[課題]:
下のエントリのうち、「each like (470,153).」を含む行から始めて最後の行までを、一字一句変えずに書き写してください。ほかの行は含めない。

[処理対象エントリ]:
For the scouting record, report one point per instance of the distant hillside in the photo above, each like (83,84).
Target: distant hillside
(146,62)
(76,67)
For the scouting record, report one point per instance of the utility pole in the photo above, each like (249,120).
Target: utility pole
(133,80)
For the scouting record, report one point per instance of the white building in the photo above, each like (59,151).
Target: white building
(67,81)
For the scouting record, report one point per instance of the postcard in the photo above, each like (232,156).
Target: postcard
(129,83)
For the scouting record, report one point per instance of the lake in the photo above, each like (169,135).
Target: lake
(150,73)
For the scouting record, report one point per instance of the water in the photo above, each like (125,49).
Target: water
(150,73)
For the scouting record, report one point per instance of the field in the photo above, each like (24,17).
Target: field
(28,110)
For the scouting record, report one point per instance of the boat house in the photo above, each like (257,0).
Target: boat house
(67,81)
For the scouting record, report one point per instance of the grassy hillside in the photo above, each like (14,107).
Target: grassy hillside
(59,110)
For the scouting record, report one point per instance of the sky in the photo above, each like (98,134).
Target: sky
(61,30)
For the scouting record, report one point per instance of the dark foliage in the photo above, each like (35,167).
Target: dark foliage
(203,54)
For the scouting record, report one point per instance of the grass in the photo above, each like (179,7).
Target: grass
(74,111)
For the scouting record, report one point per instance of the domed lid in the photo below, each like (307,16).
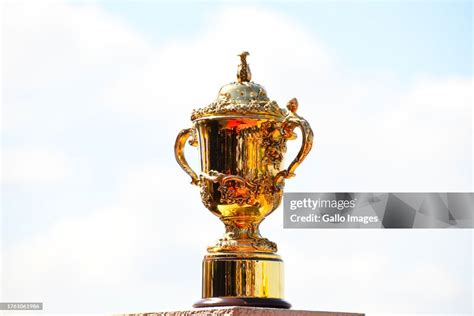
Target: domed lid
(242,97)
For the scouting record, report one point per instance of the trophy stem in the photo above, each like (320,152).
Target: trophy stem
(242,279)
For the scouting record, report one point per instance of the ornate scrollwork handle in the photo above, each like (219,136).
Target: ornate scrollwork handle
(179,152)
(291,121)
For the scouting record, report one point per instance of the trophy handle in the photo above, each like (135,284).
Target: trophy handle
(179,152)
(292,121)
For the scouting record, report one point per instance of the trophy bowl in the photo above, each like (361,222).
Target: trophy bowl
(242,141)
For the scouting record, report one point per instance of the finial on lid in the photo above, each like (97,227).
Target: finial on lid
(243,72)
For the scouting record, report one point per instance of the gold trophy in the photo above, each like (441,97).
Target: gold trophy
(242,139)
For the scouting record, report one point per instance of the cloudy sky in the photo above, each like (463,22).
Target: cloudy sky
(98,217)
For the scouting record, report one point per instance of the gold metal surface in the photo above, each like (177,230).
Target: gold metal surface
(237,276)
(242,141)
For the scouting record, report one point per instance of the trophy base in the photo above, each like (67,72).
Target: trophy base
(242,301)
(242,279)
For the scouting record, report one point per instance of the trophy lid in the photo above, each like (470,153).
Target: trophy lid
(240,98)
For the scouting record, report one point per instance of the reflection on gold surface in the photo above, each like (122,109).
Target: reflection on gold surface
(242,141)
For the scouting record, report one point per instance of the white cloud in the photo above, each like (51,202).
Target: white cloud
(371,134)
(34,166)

[回答]:
For the scouting record, report one point per instance of the trophy lid in the photo above, each like (470,153).
Target: trophy lid
(240,98)
For the scouting record, report one point per instance of the reflection on gold surface in the photo above, each like (122,109).
Target: reflection on gold surface
(242,141)
For the scouting record, report one point per instance of the white cloud in the photo above, each like (51,202).
Target: white cloud
(371,134)
(34,166)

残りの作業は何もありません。